== YOUR GOAL ==
Put the lines of the items below into a JSON list of strings, one string for each line, leaving out blank lines. Cover only the lines from the line with "of the shop" up to and including the line with "[(578, 233)]".

== INFORMATION PROVIDED ==
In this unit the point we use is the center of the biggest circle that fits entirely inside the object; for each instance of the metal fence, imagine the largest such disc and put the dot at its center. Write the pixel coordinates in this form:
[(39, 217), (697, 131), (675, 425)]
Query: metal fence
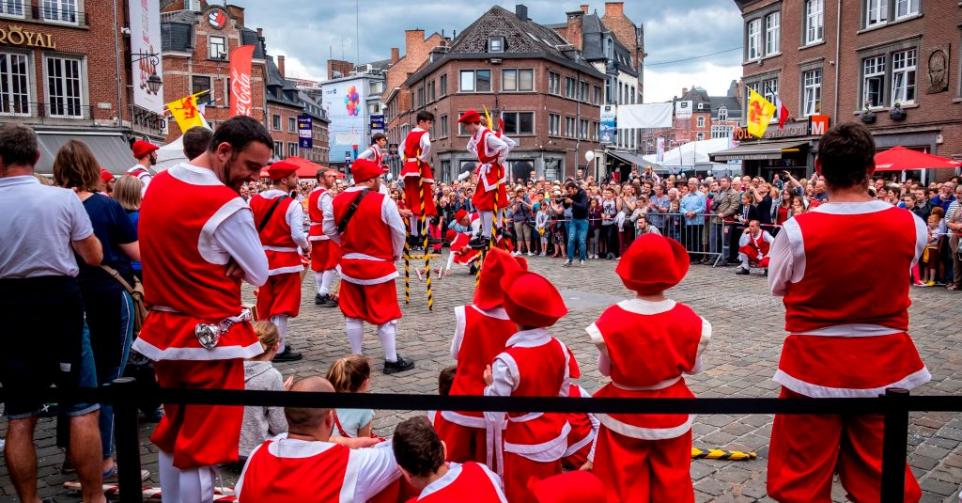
[(125, 395)]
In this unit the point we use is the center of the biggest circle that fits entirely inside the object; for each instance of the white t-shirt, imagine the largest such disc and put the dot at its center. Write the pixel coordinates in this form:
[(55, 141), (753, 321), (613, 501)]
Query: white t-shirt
[(37, 225)]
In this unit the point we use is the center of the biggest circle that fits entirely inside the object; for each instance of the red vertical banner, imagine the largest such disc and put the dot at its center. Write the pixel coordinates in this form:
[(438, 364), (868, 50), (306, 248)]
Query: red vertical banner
[(241, 92)]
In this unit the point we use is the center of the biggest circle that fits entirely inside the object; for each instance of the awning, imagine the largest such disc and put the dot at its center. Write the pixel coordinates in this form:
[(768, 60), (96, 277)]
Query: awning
[(758, 151), (110, 148)]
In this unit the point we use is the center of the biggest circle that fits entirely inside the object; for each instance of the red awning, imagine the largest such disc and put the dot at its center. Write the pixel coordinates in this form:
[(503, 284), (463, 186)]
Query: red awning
[(903, 159)]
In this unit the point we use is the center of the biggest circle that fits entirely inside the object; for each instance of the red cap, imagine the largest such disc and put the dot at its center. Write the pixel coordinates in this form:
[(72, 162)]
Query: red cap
[(143, 149), (498, 263), (471, 116), (571, 487), (653, 264), (364, 170), (281, 170), (531, 300)]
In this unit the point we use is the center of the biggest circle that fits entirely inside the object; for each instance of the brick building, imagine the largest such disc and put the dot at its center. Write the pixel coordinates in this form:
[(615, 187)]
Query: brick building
[(887, 63), (514, 67), (67, 73)]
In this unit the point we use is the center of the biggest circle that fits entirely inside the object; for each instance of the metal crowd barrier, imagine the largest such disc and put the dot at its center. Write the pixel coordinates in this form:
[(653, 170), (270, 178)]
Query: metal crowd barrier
[(125, 394)]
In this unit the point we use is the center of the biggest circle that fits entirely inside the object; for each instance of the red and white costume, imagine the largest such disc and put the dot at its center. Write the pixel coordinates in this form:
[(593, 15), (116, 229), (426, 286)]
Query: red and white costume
[(417, 170), (847, 338), (283, 470), (193, 226), (370, 245), (481, 330), (325, 253), (753, 249), (464, 482)]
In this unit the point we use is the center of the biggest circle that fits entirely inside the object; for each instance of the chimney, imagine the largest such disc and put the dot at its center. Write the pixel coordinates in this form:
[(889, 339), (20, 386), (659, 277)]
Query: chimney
[(521, 11), (614, 9)]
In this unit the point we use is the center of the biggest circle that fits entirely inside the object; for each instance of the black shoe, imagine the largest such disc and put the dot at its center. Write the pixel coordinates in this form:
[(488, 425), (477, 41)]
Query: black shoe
[(400, 365), (288, 355)]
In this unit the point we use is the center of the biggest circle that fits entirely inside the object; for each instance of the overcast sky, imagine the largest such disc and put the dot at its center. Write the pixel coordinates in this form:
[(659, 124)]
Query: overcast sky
[(308, 32)]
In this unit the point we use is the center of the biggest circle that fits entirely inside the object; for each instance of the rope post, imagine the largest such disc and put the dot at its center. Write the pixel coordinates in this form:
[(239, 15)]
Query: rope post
[(893, 445), (123, 398)]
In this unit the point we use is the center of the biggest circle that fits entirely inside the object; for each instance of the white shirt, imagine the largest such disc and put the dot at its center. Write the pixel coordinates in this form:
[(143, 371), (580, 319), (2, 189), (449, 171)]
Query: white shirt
[(37, 225)]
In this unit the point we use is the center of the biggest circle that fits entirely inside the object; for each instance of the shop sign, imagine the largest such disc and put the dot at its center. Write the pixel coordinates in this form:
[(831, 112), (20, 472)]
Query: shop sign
[(16, 35)]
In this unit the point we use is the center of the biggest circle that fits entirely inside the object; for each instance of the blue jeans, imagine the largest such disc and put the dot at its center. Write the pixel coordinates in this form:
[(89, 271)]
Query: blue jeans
[(578, 233)]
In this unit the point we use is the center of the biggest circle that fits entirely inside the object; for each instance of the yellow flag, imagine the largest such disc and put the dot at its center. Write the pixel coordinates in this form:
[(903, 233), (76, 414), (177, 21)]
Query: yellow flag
[(760, 113), (186, 112)]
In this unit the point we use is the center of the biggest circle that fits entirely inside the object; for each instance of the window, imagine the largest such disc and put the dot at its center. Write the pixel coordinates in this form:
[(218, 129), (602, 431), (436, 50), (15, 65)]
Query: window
[(64, 87), (554, 125), (905, 8), (903, 76), (200, 83), (814, 21), (876, 12), (812, 92), (475, 81), (754, 39), (216, 47), (554, 83), (873, 81), (11, 8), (772, 32), (14, 79), (518, 123)]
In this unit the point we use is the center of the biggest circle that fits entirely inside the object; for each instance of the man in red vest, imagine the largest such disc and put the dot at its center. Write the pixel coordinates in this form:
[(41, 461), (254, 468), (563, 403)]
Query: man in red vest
[(368, 227), (324, 252), (280, 223), (842, 270), (197, 242), (304, 464)]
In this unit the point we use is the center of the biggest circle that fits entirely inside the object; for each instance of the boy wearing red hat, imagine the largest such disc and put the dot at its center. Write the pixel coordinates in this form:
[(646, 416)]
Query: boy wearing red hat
[(280, 224), (368, 227), (480, 333), (646, 345), (417, 170), (533, 364), (146, 155)]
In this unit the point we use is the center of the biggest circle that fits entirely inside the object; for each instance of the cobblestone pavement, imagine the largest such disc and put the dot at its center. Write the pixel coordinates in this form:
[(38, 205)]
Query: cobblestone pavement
[(739, 362)]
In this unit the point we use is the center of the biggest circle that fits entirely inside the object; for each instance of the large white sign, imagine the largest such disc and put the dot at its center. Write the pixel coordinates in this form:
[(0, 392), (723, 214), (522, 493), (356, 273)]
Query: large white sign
[(145, 40)]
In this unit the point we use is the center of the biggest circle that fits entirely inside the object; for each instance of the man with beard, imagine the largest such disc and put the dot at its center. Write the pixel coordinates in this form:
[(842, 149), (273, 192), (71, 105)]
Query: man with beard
[(199, 242)]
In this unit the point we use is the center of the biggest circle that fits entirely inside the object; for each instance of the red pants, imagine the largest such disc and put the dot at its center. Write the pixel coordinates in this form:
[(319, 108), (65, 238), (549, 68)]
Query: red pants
[(518, 471), (200, 435), (280, 295), (807, 450), (637, 470)]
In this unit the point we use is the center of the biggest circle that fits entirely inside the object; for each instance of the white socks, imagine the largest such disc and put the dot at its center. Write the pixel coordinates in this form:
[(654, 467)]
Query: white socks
[(387, 333), (195, 485)]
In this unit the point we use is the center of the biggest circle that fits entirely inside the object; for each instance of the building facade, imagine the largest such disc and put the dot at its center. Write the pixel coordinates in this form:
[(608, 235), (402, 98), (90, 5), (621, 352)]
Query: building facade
[(886, 63)]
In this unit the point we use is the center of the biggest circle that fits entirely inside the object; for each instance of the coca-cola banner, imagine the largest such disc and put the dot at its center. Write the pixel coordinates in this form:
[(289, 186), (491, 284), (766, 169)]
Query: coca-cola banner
[(241, 93)]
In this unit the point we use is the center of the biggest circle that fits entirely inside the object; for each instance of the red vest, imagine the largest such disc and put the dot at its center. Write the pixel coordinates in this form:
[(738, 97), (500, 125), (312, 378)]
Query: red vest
[(365, 234), (314, 213), (471, 484), (304, 476), (177, 276), (649, 353), (281, 250)]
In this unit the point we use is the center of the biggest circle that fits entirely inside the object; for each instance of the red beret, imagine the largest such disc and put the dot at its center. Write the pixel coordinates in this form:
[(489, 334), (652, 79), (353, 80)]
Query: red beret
[(143, 149), (281, 169), (653, 264), (531, 300)]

== OUTPUT BELOW ==
[
  "In this unit the point we use is the center of the biggest circle that fits entirely inside the object; for each instance of the shop sign, imagine the largest such disc and put the dot at its center. Write the pixel coordinates in this form:",
  "[(831, 112), (20, 472)]",
  "Query: shop sign",
  "[(16, 35)]",
  "In this unit the point we use is the center of the biggest circle that fits entirely inside the object; for each instance of the blue jeans, imagine the largest such disc and put the dot at its center. Write the pixel coordinates in this form:",
  "[(89, 271)]",
  "Query: blue jeans",
  "[(578, 233)]"
]